■ DO THIS:
How many lines of the listing below contain the string "shirt", matching case exactly? Reply with the number alone.

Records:
[start]
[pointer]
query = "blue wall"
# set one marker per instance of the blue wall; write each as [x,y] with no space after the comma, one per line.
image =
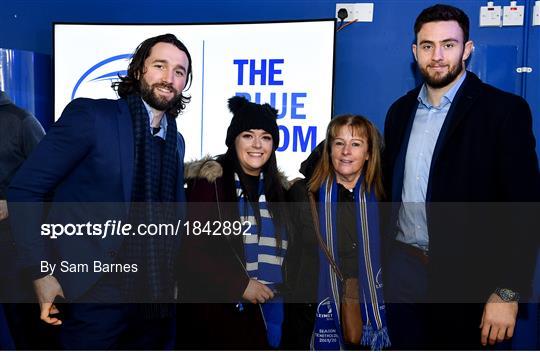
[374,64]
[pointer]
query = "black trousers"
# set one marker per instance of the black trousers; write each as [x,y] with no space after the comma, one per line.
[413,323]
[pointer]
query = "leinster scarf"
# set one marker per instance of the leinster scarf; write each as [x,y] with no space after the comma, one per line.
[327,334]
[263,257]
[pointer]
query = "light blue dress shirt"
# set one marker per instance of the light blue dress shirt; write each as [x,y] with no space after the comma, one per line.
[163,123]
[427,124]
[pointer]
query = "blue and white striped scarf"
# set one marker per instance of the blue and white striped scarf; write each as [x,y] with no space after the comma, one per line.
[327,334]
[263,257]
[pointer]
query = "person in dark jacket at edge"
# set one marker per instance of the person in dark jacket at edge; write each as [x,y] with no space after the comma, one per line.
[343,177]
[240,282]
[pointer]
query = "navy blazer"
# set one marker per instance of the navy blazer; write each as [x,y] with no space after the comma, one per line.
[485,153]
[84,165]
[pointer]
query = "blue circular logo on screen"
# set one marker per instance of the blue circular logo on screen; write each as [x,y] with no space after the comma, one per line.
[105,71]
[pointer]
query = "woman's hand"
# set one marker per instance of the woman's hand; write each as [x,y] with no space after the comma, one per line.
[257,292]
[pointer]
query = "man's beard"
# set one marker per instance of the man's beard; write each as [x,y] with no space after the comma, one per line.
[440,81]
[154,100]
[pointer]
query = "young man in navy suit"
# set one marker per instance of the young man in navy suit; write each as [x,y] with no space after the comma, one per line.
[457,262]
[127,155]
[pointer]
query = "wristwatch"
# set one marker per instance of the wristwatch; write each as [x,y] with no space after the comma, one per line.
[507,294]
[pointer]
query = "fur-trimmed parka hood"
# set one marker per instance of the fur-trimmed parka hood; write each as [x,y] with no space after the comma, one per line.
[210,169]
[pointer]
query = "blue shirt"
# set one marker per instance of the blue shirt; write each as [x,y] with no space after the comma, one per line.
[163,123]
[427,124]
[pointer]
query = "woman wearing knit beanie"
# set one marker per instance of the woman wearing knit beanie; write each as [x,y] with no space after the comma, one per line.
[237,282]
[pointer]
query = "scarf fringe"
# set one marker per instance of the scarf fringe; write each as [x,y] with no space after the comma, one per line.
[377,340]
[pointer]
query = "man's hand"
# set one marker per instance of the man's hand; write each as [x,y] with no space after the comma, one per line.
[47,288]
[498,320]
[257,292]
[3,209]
[end]
[start]
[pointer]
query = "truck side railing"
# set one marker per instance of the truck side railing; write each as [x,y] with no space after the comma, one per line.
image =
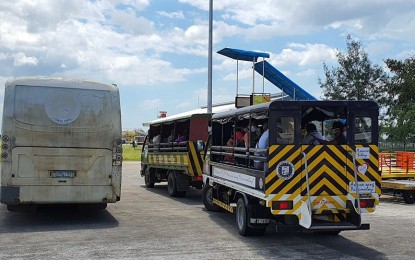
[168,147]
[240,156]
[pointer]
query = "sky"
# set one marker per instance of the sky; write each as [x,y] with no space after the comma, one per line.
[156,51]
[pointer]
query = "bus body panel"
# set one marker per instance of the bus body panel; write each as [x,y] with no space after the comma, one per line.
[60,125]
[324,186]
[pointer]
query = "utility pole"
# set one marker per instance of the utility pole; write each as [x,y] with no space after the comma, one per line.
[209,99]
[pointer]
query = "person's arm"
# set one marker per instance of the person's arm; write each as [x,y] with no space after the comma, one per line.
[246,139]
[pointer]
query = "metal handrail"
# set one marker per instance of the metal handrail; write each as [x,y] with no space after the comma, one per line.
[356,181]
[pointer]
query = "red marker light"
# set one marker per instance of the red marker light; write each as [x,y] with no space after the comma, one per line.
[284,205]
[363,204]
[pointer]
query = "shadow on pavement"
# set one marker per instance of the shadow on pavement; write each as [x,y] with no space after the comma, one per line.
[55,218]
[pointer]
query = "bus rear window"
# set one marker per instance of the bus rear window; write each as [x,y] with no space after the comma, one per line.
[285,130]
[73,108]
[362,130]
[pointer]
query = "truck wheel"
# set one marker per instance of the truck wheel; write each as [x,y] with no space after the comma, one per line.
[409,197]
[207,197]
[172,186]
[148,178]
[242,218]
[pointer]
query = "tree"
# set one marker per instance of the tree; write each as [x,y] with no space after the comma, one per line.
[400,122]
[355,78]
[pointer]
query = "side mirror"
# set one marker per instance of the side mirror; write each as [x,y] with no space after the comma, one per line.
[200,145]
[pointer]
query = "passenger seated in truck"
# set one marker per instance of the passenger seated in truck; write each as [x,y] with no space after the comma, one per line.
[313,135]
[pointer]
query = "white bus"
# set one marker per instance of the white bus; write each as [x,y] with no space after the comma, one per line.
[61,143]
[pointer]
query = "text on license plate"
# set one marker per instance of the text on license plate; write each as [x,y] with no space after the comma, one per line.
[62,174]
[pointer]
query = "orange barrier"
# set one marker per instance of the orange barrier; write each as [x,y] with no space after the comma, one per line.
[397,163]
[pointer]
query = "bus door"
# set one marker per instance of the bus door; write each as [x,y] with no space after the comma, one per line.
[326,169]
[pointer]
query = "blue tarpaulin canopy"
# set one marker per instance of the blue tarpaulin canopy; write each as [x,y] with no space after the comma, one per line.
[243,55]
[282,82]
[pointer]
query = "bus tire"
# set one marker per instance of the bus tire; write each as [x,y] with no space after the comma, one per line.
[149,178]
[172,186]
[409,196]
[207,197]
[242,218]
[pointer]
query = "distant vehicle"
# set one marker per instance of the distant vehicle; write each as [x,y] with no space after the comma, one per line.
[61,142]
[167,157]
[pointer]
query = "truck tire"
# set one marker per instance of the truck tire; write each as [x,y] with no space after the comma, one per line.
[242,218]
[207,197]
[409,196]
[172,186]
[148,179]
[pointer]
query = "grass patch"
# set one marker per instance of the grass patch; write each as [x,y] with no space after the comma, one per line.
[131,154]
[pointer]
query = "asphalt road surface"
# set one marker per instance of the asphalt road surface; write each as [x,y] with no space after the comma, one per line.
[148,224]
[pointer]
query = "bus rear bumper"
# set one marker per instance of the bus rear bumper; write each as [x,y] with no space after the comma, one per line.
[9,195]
[end]
■ SOLUTION BELOW:
4